§ Exercise data:
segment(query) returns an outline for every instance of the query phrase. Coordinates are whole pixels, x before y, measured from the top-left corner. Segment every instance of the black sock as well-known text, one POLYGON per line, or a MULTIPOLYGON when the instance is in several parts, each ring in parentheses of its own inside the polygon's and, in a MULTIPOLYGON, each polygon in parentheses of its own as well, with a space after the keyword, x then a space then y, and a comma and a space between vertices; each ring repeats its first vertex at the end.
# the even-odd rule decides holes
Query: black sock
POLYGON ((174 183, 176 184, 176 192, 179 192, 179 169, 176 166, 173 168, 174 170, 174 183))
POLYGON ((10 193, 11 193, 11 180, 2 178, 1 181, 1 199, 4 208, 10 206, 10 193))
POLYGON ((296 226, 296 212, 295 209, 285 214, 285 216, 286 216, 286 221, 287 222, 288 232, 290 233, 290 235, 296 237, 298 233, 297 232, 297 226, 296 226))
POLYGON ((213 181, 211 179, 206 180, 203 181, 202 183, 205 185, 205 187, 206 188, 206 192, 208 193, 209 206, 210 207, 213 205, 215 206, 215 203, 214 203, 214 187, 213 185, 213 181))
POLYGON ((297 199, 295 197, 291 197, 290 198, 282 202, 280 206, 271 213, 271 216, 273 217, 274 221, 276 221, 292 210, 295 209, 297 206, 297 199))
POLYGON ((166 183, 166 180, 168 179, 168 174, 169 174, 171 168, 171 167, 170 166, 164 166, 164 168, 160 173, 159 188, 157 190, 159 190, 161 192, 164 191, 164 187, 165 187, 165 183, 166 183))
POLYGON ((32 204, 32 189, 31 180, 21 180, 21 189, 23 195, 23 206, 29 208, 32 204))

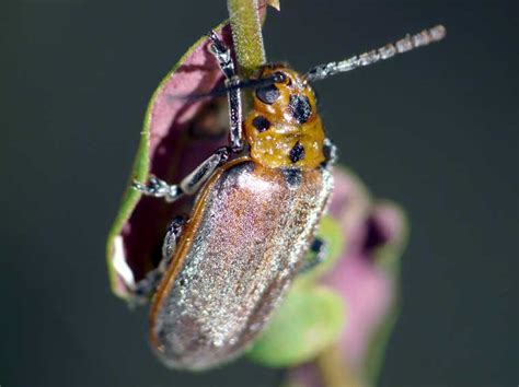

§ Problem details: Please convert every line of the records above into a numbered list, skipping blank lines and leaving the pictures out of your answer.

§ Solution:
1. segment(query) returns an outline for every instance of the query phrase. Coordinates are whole pixels, x before y, measured from the top-left corner. Segment every instance of the black sock as well-known text, one POLYGON per line, or a MULTIPOLYGON when the instance is in several parts, each ring in parentheses of its own inside the polygon's and, in a MULTIPOLYGON, each polygon in parentheses of its own as well, with a space after the keyword, x then a space then y, and a comma and a space between vertices; each ring repeats its first vertex at the end.
2. # the even-odd rule decides holes
3. Query: black sock
4. POLYGON ((174 183, 176 184, 176 192, 179 192, 179 169, 176 166, 173 168, 174 170, 174 183))
5. POLYGON ((10 193, 11 193, 11 180, 2 178, 1 181, 1 199, 4 208, 10 206, 10 193))
6. POLYGON ((296 226, 296 212, 295 209, 285 214, 285 216, 286 216, 286 221, 287 222, 288 232, 290 233, 290 235, 296 237, 298 233, 297 232, 297 226, 296 226))
7. POLYGON ((213 181, 211 179, 206 180, 203 181, 202 183, 205 185, 205 187, 206 188, 206 192, 208 193, 209 206, 210 207, 213 205, 215 206, 215 203, 214 203, 214 187, 213 185, 213 181))
8. POLYGON ((297 199, 295 197, 291 197, 290 198, 282 202, 280 206, 271 213, 271 216, 273 217, 274 221, 276 221, 292 210, 295 209, 297 206, 297 199))
9. POLYGON ((166 183, 166 180, 168 179, 168 174, 169 174, 171 168, 171 167, 170 166, 164 166, 164 168, 160 173, 159 188, 157 190, 159 190, 161 192, 164 191, 164 187, 165 187, 165 183, 166 183))
10. POLYGON ((32 204, 32 189, 31 180, 21 180, 21 189, 23 195, 23 206, 29 208, 32 204))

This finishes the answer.